# Text for analysis
__________________________________________________
Litter is any waste material discarded in an open or public space rather than in a proper waste container. That includes obvious items like fast food wrappers and plastic bottles, but it also covers things people don’t always think of: cigarette butts, broken glass, food scraps, and even organic waste like fruit peels. Legally, most jurisdictions define litter broadly enough to include almost anything disposed of improperly, regardless of size or material.
The Most Common Types of Litter
Cigarette butts are the single most littered item on the planet, with an estimated 4.5 trillion discarded annually worldwide. A 2020 study by Keep America Beautiful counted nearly 10 billion cigarette butts as litter in the United States alone, more than the next nine categories combined.
After cigarette butts, the most frequently found items are plastic film (like bag fragments and shrink wrap), food packaging film, broken glass, expanded polystyrene (foam containers and packing peanuts), beer containers, other beverage packaging, food waste, small textiles, and fast food wrappers. Together, these ten categories account for the vast majority of litter picked up along roads, waterways, and urban areas.
__________________________________________________
# Information shown
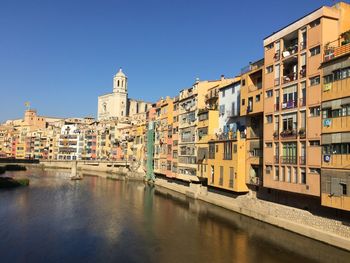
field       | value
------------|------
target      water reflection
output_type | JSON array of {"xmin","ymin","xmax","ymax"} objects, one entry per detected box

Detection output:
[{"xmin": 0, "ymin": 170, "xmax": 349, "ymax": 262}]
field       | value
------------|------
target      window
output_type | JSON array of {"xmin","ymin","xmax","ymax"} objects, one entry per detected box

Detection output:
[
  {"xmin": 310, "ymin": 76, "xmax": 321, "ymax": 86},
  {"xmin": 265, "ymin": 43, "xmax": 273, "ymax": 50},
  {"xmin": 219, "ymin": 105, "xmax": 225, "ymax": 115},
  {"xmin": 310, "ymin": 106, "xmax": 320, "ymax": 117},
  {"xmin": 300, "ymin": 169, "xmax": 306, "ymax": 184},
  {"xmin": 333, "ymin": 68, "xmax": 350, "ymax": 81},
  {"xmin": 340, "ymin": 183, "xmax": 348, "ymax": 195},
  {"xmin": 309, "ymin": 140, "xmax": 320, "ymax": 146},
  {"xmin": 266, "ymin": 89, "xmax": 273, "ymax": 98},
  {"xmin": 266, "ymin": 66, "xmax": 273, "ymax": 74},
  {"xmin": 292, "ymin": 167, "xmax": 298, "ymax": 184},
  {"xmin": 309, "ymin": 168, "xmax": 321, "ymax": 174},
  {"xmin": 198, "ymin": 112, "xmax": 208, "ymax": 121},
  {"xmin": 273, "ymin": 166, "xmax": 280, "ymax": 181},
  {"xmin": 323, "ymin": 74, "xmax": 333, "ymax": 84},
  {"xmin": 219, "ymin": 166, "xmax": 224, "ymax": 186},
  {"xmin": 210, "ymin": 165, "xmax": 215, "ymax": 184},
  {"xmin": 224, "ymin": 142, "xmax": 232, "ymax": 160},
  {"xmin": 229, "ymin": 167, "xmax": 234, "ymax": 188},
  {"xmin": 266, "ymin": 165, "xmax": 272, "ymax": 174},
  {"xmin": 310, "ymin": 19, "xmax": 321, "ymax": 28},
  {"xmin": 310, "ymin": 46, "xmax": 321, "ymax": 57},
  {"xmin": 266, "ymin": 114, "xmax": 272, "ymax": 123}
]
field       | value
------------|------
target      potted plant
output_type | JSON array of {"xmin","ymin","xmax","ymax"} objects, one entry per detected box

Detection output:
[{"xmin": 340, "ymin": 30, "xmax": 350, "ymax": 46}]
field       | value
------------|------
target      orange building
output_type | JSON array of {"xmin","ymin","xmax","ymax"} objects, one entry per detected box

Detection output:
[
  {"xmin": 263, "ymin": 2, "xmax": 350, "ymax": 202},
  {"xmin": 240, "ymin": 59, "xmax": 265, "ymax": 190},
  {"xmin": 321, "ymin": 30, "xmax": 350, "ymax": 211}
]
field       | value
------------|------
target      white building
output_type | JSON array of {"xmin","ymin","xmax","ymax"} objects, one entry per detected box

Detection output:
[
  {"xmin": 97, "ymin": 69, "xmax": 151, "ymax": 121},
  {"xmin": 219, "ymin": 78, "xmax": 245, "ymax": 133},
  {"xmin": 57, "ymin": 124, "xmax": 84, "ymax": 160}
]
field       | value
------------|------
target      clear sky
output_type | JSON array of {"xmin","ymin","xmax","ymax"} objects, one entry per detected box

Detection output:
[{"xmin": 0, "ymin": 0, "xmax": 340, "ymax": 122}]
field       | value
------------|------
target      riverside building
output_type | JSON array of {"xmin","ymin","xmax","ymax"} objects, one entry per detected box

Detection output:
[
  {"xmin": 97, "ymin": 69, "xmax": 151, "ymax": 121},
  {"xmin": 240, "ymin": 59, "xmax": 264, "ymax": 190},
  {"xmin": 263, "ymin": 2, "xmax": 350, "ymax": 208},
  {"xmin": 321, "ymin": 31, "xmax": 350, "ymax": 211}
]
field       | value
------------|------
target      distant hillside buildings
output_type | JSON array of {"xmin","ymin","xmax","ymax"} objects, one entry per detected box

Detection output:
[{"xmin": 0, "ymin": 2, "xmax": 350, "ymax": 211}]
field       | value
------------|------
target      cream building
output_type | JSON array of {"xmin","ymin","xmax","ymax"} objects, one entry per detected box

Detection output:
[{"xmin": 97, "ymin": 69, "xmax": 151, "ymax": 121}]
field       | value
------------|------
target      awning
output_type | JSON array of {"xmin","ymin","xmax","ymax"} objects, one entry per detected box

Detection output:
[{"xmin": 197, "ymin": 148, "xmax": 208, "ymax": 163}]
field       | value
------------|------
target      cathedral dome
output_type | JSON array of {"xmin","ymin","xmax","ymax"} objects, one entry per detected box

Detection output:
[{"xmin": 115, "ymin": 68, "xmax": 126, "ymax": 78}]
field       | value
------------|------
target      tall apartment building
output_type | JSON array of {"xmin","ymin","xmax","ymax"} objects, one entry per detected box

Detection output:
[
  {"xmin": 197, "ymin": 85, "xmax": 220, "ymax": 181},
  {"xmin": 57, "ymin": 124, "xmax": 83, "ymax": 160},
  {"xmin": 206, "ymin": 77, "xmax": 248, "ymax": 192},
  {"xmin": 321, "ymin": 30, "xmax": 350, "ymax": 211},
  {"xmin": 177, "ymin": 76, "xmax": 232, "ymax": 182},
  {"xmin": 263, "ymin": 2, "xmax": 350, "ymax": 204},
  {"xmin": 240, "ymin": 59, "xmax": 262, "ymax": 190},
  {"xmin": 168, "ymin": 96, "xmax": 179, "ymax": 177}
]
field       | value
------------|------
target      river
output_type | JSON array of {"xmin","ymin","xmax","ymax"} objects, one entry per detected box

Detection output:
[{"xmin": 0, "ymin": 169, "xmax": 350, "ymax": 263}]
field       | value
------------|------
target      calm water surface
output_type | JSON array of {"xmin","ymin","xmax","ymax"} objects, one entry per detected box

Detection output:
[{"xmin": 0, "ymin": 169, "xmax": 350, "ymax": 263}]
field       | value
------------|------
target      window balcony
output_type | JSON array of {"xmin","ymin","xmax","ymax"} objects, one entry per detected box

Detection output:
[
  {"xmin": 275, "ymin": 103, "xmax": 280, "ymax": 111},
  {"xmin": 323, "ymin": 34, "xmax": 350, "ymax": 62},
  {"xmin": 247, "ymin": 106, "xmax": 253, "ymax": 113},
  {"xmin": 298, "ymin": 128, "xmax": 306, "ymax": 139},
  {"xmin": 280, "ymin": 129, "xmax": 297, "ymax": 139},
  {"xmin": 226, "ymin": 109, "xmax": 237, "ymax": 118},
  {"xmin": 281, "ymin": 156, "xmax": 297, "ymax": 164},
  {"xmin": 282, "ymin": 45, "xmax": 298, "ymax": 58},
  {"xmin": 273, "ymin": 50, "xmax": 281, "ymax": 62},
  {"xmin": 275, "ymin": 78, "xmax": 281, "ymax": 87},
  {"xmin": 281, "ymin": 100, "xmax": 298, "ymax": 110},
  {"xmin": 281, "ymin": 72, "xmax": 298, "ymax": 84},
  {"xmin": 299, "ymin": 65, "xmax": 306, "ymax": 79}
]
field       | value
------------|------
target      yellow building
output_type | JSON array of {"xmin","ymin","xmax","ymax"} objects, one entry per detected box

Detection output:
__________________________________________________
# Exercise objective
Reproduce verbatim the part of the passage on litter that opens with the words containing "Litter is any" and closes with "size or material.". The records are separate material and are not part of the passage on litter.

# Exercise response
Litter is any waste material discarded in an open or public space rather than in a proper waste container. That includes obvious items like fast food wrappers and plastic bottles, but it also covers things people don’t always think of: cigarette butts, broken glass, food scraps, and even organic waste like fruit peels. Legally, most jurisdictions define litter broadly enough to include almost anything disposed of improperly, regardless of size or material.